§ Daftar Kegiatan:
a – Apa saja unsur kepanjangan CIQ yang disebut dalam teks tentang status bandara internasional?
b – Jawablah pertanyaan berikut berdasarkan teks tentang status bandara internasional.
(i) Pada tanggal berapa Kemenhub memangkas status bandara internasional?
(ii) Siapa Juru Bicara Kemenhub?
(iii) Mengapa banyaknya bandara internasional rawan dari sisi pertahanan dan keamanan?
c – Salin kata demi kata bagian teks tentang status bandara internasional dari "Mereka sebenarnya juga" sampai "April 2024 lalu.".

§ Kutipan Teks:
•••••

Mereka sebenarnya juga menggunakan pola hub and spoke di negaranya dan hanya mengambil penumpang di Indonesia sebagai pasar tapi tidak menimbulkan konektivitas nasional.
Selain itu dengan banyaknya bandara internasional juga rawan dari sisi pertahanan dan keamanan karena hal itu berarti membuka banyak pintu masuk ke Indonesia.
Semua pintu tersebut harus dijaga.
Jika penerbangan internasional di bandara tersebut sangat sedikit, juga akan menjadi tidak efektif dan efisien karena harus disediakan sarana dan personil CIQ (Custom, Immigration and Quarantine), komite FAL serta hal-hal lain yang menjadi persyaratan bandara internasional.
Bangkit dari Pandemi
Kementerian Perhubungan (Kemenhub) memangkas status bandara internasional yang tertuang dalam Keputusan Menteri Nomor 31/2024 (KM 31/2004) tentang Penetapan Bandar Udara Internasional pada tanggal 2 April 2024 lalu.
Juru Bicara Kemenhub Adita Irawati mengatakan, pemangkasan status bandara internasional secara umum untuk dapat mendorong sektor penerbangan nasional yang sempat terpuruk saat pandemi Covid-19.
“Keputusan ini juga telah dibahas bersama kementerian/lembaga terkait di bawah koordinasi Kementerian Koordinator Bidang Kemaritiman dan Investasi,” kata Adita
Penataan jumlah bandara internasional oleh Pemerintah juga sudah adil karena bandara yang status penggunaannya domestik pada prinsipnya tetap dapat melayani penerbangan luar negeri untuk kepentingan tertentu secara temporer (sementara).

•••••

§ Informasi Sumber:
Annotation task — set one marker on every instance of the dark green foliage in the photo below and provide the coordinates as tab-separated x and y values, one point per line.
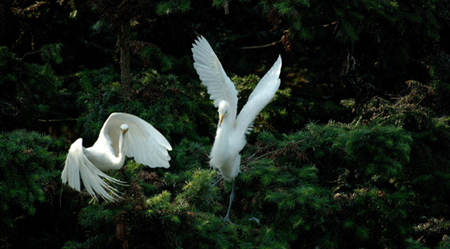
29	91
351	153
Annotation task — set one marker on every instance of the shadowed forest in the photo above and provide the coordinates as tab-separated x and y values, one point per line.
352	152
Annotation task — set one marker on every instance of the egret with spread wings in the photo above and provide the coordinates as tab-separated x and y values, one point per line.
231	130
121	135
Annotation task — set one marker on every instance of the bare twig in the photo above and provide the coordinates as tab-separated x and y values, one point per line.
262	46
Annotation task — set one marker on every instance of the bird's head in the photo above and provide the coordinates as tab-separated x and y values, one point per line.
223	110
124	128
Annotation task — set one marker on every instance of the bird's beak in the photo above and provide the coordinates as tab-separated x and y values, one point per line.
220	119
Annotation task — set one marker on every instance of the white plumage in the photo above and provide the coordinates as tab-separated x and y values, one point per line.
121	135
231	131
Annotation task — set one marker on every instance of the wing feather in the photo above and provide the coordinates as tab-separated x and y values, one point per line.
78	166
213	76
259	98
142	141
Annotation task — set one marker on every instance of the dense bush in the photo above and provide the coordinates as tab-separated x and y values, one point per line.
351	153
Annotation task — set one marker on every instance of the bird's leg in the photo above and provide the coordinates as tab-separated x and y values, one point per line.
208	197
227	217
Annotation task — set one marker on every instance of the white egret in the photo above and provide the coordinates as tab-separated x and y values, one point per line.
231	131
121	135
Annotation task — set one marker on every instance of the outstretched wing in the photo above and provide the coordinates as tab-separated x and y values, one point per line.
78	165
213	76
260	97
142	141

•••••

§ Tugas Terselesaikan:
a – Custom; Immigration; Quarantine

b –
(i) 2 April 2024
(ii) Adita Irawati
(iii) Karena hal itu berarti membuka banyak pintu masuk ke Indonesia.

c –
Mereka sebenarnya juga menggunakan pola hub and spoke di negaranya dan hanya mengambil penumpang di Indonesia sebagai pasar tapi tidak menimbulkan konektivitas nasional.
Selain itu dengan banyaknya bandara internasional juga rawan dari sisi pertahanan dan keamanan karena hal itu berarti membuka banyak pintu masuk ke Indonesia.
Semua pintu tersebut harus dijaga.
Jika penerbangan internasional di bandara tersebut sangat sedikit, juga akan menjadi tidak efektif dan efisien karena harus disediakan sarana dan personil CIQ (Custom, Immigration and Quarantine), komite FAL serta hal-hal lain yang menjadi persyaratan bandara internasional.
Bangkit dari Pandemi
Kementerian Perhubungan (Kemenhub) memangkas status bandara internasional yang tertuang dalam Keputusan Menteri Nomor 31/2024 (KM 31/2004) tentang Penetapan Bandar Udara Internasional pada tanggal 2 April 2024 lalu.